▸ **OBJECTIVE**: Tally the lines below that contain the string "trailer", treating uppercase and lowercase as distinct, and give only the count.

▸ **DATASET ROWS**:
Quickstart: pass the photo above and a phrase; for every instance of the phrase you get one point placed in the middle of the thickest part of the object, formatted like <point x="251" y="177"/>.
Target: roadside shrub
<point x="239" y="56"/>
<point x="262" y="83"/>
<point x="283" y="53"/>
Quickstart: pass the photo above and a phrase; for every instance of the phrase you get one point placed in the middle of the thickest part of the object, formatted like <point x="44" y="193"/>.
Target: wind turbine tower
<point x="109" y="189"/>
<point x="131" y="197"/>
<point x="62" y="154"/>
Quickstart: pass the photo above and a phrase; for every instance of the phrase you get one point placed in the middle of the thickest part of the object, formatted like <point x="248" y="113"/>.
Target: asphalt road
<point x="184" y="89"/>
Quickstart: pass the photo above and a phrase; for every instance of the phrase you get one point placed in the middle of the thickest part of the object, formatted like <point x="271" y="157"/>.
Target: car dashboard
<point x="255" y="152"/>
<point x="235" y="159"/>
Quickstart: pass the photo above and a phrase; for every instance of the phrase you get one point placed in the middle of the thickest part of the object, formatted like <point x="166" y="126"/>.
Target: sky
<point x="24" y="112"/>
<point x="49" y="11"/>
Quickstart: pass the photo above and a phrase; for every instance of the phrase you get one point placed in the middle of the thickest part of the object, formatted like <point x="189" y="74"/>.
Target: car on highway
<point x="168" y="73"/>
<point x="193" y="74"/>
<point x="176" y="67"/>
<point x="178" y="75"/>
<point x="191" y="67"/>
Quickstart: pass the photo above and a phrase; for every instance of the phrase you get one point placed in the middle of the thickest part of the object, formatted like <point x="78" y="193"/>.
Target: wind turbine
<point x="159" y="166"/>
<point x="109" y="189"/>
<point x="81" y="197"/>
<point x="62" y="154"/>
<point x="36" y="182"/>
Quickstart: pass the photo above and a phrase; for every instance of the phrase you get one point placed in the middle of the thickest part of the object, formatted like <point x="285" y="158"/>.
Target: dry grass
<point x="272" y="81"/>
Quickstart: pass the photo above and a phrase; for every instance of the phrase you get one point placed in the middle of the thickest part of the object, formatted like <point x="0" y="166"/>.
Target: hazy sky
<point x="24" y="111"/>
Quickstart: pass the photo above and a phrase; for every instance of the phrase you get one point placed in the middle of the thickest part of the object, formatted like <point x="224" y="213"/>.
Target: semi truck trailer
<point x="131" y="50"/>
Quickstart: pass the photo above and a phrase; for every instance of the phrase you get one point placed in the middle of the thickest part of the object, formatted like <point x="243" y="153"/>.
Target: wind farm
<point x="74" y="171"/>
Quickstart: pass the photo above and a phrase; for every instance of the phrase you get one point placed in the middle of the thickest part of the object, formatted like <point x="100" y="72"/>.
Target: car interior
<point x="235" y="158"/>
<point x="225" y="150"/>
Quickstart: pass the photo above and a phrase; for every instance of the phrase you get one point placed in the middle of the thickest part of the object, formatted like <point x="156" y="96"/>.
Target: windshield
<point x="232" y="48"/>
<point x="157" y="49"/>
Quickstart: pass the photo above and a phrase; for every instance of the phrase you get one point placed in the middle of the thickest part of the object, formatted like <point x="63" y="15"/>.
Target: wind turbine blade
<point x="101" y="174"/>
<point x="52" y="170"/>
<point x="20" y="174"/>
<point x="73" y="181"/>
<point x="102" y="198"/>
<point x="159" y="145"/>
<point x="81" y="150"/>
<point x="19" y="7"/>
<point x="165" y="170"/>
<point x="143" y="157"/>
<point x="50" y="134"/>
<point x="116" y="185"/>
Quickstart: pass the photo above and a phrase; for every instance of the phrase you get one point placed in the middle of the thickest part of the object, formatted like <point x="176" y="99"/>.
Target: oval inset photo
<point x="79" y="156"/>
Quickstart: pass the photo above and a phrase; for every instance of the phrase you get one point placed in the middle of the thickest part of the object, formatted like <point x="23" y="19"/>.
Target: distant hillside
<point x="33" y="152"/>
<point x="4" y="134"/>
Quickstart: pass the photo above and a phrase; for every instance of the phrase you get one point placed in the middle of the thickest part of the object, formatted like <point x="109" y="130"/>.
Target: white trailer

▸ **FULL OUTPUT**: 2